-- Start TEXT BLOCK --

I was surprised to see this same image appear with Ron DeSantis when he signed the law in Florida prohibiting the recognition of LGBTQ identities in classrooms. The GOP is desperately trying to militarize the standard story to demonize the left, labeling activists who fight back against book banning and laws like the one in Florida as “groomers” and “perverts.” In a twisted rhetoric that they also use to justify transphobia and discrimination, they claim to be protecting children.
But we know that this strict gendering of children and toys is harmful to child development, and not only for the kids that identify as gender queer. Insisting that “girl stuff” is undesirable or gross, as that grandfather in the toy store implied with his tone of voice, is an early primer on misogyny because it connects femininity with weakness. While U.S. culture often encourages girls to play with toys we gender as masculine, we often violently prohibit boys playing with toys gendered as feminine.
When Alex was a toddler, I gave him a baby doll to play with and he threw it in the hallway and slammed the door. The most nurturing I’ve seen him be is when he wrapped a robot T-rex in a blanket and rocked the monster like it was a little baby. Ellie, on the other hand, has been fascinated with dolls and babies, and told me the other day to please stop talking because she was trying to get the babies to sleep. For Christmas this year, we’re giving Ellie a dollhouse and Alex a remote-controlled car that can jump off of obstacles and fly through the air. I wouldn’t give us top marks for avoiding the gender factory in our own house, clearly, but I struggle as a parent with how to meet the kids where they are and encourage their interests while also helping them to improve in areas where they don’t excel (see: Alex taking care of human children). I want our kids, and all kids, to have the freedom to be what they most want to be, either in their professions, or gender expression, or in who they chose to love.
Alex with his “baby,” October 2021.
The gendering of toys may seem relatively innocuous but it sets our children up to repeat the patterns of bias and exclusion that keeps the patriarchy humming along. Pushing girls to worship princesses tells them that what is most important is being nice (even when everyone is treating you like shit, i.e. the plot of Cinderella and Snow White) and looking pretty. Giving boys STEM toys might literally make them better at math and science, setting them up to be the superior wage earners that perpetuates the gender pay gap.

-- End TEXT BLOCK --

TASK GOAL ->
Can you reproduce, word for word, the passage on gendered toys from "I was surprised" to "be protecting children."? None of the material is needed here.

-- Start ROWS --

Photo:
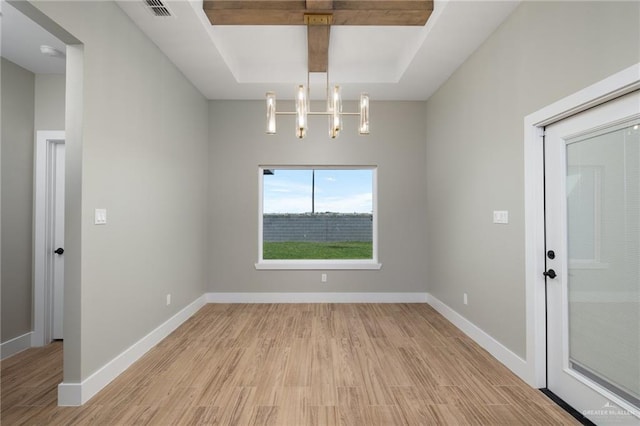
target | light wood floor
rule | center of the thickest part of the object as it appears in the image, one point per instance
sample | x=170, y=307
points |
x=292, y=364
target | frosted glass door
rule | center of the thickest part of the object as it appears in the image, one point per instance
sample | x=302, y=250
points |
x=593, y=215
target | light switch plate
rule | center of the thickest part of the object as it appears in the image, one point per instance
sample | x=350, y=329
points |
x=100, y=217
x=501, y=216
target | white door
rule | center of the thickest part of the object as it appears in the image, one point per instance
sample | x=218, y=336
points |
x=592, y=203
x=58, y=237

-- End ROWS --

WORKED SOLUTION ->
I was surprised to see this same image appear with Ron DeSantis when he signed the law in Florida prohibiting the recognition of LGBTQ identities in classrooms. The GOP is desperately trying to militarize the standard story to demonize the left, labeling activists who fight back against book banning and laws like the one in Florida as “groomers” and “perverts.” In a twisted rhetoric that they also use to justify transphobia and discrimination, they claim to be protecting children.